Thanks Jim. We're getting ours from a guy up the road from us here in Warren county. He has 4x5 rounds for $40 (and that's delivered). We're also getting more than we think we'll need. The guy assured us they wouldn't "squat" as they will be rolled tightly. We're also getting squares at $4 each from someone else. We were originally told it would be $3 in the field, but that has changed, as we expected. The squares are alfalfa/grass mix and I know the guy from the horse farm I worked at, so he's going to be good enough to hold back 50 bales for us. Since he raises Walking horses and cattle, I know the hay is good. We've bought from him for the last 4 years, but this year, he won't part with his round bales until we start seeing some rain.


----------



## Jim S. (Apr 22, 2004)

Small world, GoatsRus. I got a niece next county over, near Woodbury. Map says ya'll are in severe drought up there.

http://drought.unl.edu/dm/DM_state.htm?TN,S

I don't blame the guy on his rounds, and $4 would be a decent square price down here for sure, this year. I'd be glad I could get it. Down here, most of the available hay was spoken for before it was cut this year, so a guy just looking on the spot market will pay a premium. I wish I had a barnful of rounds to hold til winter, cuz this extreme drought runs from Moore County to the north all the way past Montgomery, AL, to the south. Quite the hay market. Forecast calls for ongoing drought for much of TN and top 2/3 of AL for the next 3 months.


----------



## moonspinner (Jul 2, 2002)

Do I ever feel fortunate up here in the NE. We went through a horrendous winter and it's been a largely rainy two years, but never drought. I pay $3.50 per organic alfalfa 45# bale delivered. And during the summer I pay $20/round 500# bale alfalfa delivered.


----------



## Jim S. (Apr 22, 2004)

moonspinner, look at this historical drought chart:

http://drought.unl.edu/whatis/palmer/pdi1895.gif

Historically, 5%-10% of our time here has been in drought. Same with much of the NE.

The drought moved east from Texas to us. Hope it doesn't ride up the coast your way next year. Typically, small grass rounds here are $15, large are $25, squares are $1.50-$2 in the field. Not the past 2-3 years, though.

On organic: Everybody talks organic. I'd want to see the certification, since to even use the term, you must now by federal law meet certain exacting criteria.

See: http://attra.ncat.org/attra-pub/organcert.html#steps

and

http://www.ams.usda.gov/nop/NOP/standards.html


----------

Source information:

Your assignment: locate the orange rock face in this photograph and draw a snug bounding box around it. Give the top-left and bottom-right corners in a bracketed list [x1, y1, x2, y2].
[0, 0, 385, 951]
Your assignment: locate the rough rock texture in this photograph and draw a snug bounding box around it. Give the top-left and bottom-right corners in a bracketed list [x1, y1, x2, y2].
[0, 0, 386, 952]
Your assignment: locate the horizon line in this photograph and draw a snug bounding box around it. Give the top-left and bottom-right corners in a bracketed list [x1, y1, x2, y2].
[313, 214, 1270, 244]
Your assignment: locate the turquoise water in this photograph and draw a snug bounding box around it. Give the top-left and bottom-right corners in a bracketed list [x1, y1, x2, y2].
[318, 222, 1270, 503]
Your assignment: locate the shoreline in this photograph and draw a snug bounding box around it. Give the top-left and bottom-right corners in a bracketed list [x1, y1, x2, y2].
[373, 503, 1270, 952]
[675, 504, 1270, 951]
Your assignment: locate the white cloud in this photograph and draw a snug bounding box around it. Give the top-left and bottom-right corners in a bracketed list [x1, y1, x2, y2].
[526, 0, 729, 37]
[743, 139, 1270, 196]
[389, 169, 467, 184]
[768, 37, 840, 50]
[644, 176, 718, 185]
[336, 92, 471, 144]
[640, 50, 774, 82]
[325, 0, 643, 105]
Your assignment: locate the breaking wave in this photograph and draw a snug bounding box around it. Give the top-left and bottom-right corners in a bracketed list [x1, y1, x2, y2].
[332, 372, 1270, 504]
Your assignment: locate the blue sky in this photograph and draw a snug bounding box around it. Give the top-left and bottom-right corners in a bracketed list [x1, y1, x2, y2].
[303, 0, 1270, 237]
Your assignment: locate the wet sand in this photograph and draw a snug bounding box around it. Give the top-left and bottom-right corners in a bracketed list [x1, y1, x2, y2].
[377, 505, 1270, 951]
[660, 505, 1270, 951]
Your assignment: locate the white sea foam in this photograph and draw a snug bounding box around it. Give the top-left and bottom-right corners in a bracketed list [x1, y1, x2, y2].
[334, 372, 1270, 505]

Problem statement:
Please decide whether each statement agrees with the hay forum thread, answering yes or no and quoting the words of the thread that settle it: (a) The square bales being held back by the contact from the horse farm are an alfalfa/grass mix. (b) moonspinner pays $25 for each delivered round bale of alfalfa in summer. (c) Jim S. gives $1.50-$2 in the field as the typical local price for squares.

Reply:
(a) Yes: "The squares are alfalfa/grass mix"
(b) No: "during the summer I pay $20/round 500# bale alfalfa delivered."
(c) Yes: "squares are $1.50-$2 in the field."